*To be done*.
Can you print the items unchanged, starting with the line that contains "Place a marker on the palm" and going on through the last line of the items?

+ + + + +

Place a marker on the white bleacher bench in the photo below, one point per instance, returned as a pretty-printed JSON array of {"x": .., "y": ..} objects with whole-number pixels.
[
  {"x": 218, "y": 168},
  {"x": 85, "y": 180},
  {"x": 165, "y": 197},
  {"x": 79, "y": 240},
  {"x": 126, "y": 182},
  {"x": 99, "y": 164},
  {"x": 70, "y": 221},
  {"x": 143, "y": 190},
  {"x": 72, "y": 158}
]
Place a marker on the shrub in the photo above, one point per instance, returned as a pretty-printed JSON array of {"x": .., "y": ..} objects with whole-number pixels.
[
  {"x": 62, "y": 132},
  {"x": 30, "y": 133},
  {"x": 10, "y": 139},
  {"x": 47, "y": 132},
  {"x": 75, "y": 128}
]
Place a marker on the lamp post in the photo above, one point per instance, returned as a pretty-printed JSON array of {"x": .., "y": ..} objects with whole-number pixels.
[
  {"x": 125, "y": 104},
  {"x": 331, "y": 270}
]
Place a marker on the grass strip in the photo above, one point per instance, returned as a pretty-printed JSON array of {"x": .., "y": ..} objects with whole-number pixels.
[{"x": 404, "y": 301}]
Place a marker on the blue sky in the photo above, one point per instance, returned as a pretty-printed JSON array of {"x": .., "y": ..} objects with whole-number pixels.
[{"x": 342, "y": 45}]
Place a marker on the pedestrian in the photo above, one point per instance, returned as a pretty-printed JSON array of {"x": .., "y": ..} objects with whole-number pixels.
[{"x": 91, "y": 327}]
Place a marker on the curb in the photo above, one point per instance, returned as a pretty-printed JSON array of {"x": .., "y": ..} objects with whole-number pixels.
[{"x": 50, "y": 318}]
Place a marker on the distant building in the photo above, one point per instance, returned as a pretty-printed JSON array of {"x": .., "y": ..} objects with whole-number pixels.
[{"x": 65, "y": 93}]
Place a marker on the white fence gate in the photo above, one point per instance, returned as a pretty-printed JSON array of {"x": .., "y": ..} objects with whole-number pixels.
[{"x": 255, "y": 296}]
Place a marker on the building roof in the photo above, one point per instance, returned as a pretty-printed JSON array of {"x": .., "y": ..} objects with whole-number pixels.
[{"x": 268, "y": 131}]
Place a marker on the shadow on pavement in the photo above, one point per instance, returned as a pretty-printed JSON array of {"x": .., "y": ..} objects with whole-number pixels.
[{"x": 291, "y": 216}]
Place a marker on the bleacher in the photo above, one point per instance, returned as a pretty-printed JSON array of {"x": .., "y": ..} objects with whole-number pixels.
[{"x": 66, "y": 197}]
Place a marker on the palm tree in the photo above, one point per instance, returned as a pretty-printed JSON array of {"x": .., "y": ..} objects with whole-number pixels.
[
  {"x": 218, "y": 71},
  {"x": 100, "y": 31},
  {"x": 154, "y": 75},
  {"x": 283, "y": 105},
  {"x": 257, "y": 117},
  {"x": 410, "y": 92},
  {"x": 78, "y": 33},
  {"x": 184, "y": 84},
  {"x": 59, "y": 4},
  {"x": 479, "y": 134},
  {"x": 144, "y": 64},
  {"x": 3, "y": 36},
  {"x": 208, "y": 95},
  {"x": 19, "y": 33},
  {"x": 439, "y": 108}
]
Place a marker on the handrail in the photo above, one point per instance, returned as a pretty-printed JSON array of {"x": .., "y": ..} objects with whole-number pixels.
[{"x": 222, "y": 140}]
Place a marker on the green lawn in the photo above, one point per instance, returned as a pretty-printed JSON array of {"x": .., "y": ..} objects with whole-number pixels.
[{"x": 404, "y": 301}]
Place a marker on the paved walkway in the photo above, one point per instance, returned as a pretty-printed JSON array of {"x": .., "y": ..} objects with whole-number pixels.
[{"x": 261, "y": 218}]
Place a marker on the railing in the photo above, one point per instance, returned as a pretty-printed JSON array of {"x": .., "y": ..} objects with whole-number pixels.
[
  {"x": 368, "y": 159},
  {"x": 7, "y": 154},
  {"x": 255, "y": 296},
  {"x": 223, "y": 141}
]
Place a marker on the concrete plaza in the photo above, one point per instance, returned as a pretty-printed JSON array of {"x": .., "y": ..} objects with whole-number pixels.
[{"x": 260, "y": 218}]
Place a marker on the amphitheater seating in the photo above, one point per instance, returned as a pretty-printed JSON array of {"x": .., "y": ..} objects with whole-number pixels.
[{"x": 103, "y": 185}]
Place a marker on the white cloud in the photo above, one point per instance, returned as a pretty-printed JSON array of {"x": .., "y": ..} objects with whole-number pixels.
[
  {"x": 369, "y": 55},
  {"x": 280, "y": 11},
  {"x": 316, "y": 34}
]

+ + + + +

*Finished answer*.
Place a marker on the palm tree in the photo above, one point per instance, returned as a pretty-printed JSON array of {"x": .., "y": ..} objects with whole-number pixels.
[
  {"x": 218, "y": 71},
  {"x": 100, "y": 31},
  {"x": 154, "y": 75},
  {"x": 283, "y": 105},
  {"x": 257, "y": 117},
  {"x": 410, "y": 92},
  {"x": 78, "y": 33},
  {"x": 184, "y": 84},
  {"x": 59, "y": 4},
  {"x": 479, "y": 134},
  {"x": 144, "y": 64},
  {"x": 3, "y": 36},
  {"x": 208, "y": 95},
  {"x": 19, "y": 33},
  {"x": 439, "y": 108}
]
Place a marker on the handrail in the photo above, one point per instance, returned as a pretty-printed JSON array of {"x": .., "y": ..} objects with whole-number pixels.
[{"x": 222, "y": 140}]
Place a marker on the green lawn in the photo above, one point per instance, returned as a pretty-printed JSON array of {"x": .., "y": ..} objects with whole-number pixels.
[{"x": 404, "y": 301}]
Place a marker on the paved walkway in the photo above, one point per instance, returned as a pretty-printed JSON array of {"x": .., "y": ..} objects with whole-number pixels.
[{"x": 261, "y": 218}]
Place a marker on the railing in the photo above, one point per instance, returned as a pretty-printed JSON array of {"x": .., "y": ..} objects with whole-number pixels.
[
  {"x": 368, "y": 159},
  {"x": 7, "y": 154},
  {"x": 255, "y": 296},
  {"x": 223, "y": 141}
]
Place a marker on the concrete plaza in the photo above, one point per instance, returned as a pretty-printed JSON array of {"x": .., "y": ..} objects with whole-number pixels.
[{"x": 260, "y": 218}]
Place a marker on the amphitheater seating in the photo above, one point per instance, returned as a pretty-printed JSON array of {"x": .., "y": ..} objects with whole-number pixels.
[{"x": 103, "y": 185}]
Place a marker on the white cloud in the photo above, one point per instance, returned as a pretty-printed JSON array of {"x": .., "y": ..} objects with whole-number pixels.
[
  {"x": 369, "y": 55},
  {"x": 280, "y": 11},
  {"x": 316, "y": 34}
]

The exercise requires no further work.